### What this task involves
In the patch, how does fetch_category return the words it finds?

### Selection
□ □ □ □ □

From e1297e19f49b4d9fa76c75d3d02583d2f77e6afa Mon Sep 17 00:00:00 2001
From: unknown <christopher.law89@gmail.com>
Date: Thu, 7 Jan 2021 12:28:46 +0800
Subject: [PATCH 02/10] feat: Fetch category page

The new function fetch_category returns the words
included under the provided category. Words are returned
in a list.
---
 wiktionaryparser/core.py | 16 ++++++++++++++++
 1 file changed, 16 insertions(+)

diff --git a/wiktionaryparser/core.py b/wiktionaryparser/core.py
index 2e80070..33d1fee 100644
--- a/wiktionaryparser/core.py
+++ b/wiktionaryparser/core.py
@@ -283,6 +283,15 @@ def map_to_object(self, word_data):
             json_obj_list.append(data_obj.to_json())
         return {'content': json_obj_list, 'categories': word_data['categories'][1:]}
 
+    def get_category_data(self):
+        # TODO: Add functionality for categories with multiple pages on wiktionary.

□ □ □ □ □

### Information shown
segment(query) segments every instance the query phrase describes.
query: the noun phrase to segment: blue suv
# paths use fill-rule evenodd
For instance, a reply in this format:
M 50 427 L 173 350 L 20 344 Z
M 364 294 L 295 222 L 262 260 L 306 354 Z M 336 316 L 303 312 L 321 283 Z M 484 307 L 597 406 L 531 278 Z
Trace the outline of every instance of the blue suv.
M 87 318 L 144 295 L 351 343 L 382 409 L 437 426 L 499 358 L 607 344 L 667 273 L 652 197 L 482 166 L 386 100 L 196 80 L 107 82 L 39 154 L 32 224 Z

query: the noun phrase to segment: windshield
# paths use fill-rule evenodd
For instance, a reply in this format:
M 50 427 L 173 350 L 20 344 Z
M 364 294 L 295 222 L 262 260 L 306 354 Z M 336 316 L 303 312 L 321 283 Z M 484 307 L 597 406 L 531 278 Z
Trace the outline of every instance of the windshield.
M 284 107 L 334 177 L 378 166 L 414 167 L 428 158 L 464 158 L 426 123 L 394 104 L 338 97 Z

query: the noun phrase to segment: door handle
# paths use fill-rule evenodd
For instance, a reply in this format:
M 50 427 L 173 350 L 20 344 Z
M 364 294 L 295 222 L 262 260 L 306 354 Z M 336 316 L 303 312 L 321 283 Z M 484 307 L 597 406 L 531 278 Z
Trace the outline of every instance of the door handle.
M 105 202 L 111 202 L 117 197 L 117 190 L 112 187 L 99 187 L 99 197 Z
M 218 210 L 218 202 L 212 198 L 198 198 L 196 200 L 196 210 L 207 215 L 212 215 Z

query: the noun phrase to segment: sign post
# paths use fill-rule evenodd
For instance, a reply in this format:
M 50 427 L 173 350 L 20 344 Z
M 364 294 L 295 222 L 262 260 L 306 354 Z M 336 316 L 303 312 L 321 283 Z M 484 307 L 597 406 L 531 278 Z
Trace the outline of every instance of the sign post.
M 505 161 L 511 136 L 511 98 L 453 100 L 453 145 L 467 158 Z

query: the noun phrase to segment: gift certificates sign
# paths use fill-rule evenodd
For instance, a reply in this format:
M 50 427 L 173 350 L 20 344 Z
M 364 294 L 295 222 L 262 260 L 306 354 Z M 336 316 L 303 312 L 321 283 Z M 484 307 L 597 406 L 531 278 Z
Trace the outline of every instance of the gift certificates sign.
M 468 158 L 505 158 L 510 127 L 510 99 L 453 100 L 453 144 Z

□ □ □ □ □

### Written solution
In a list.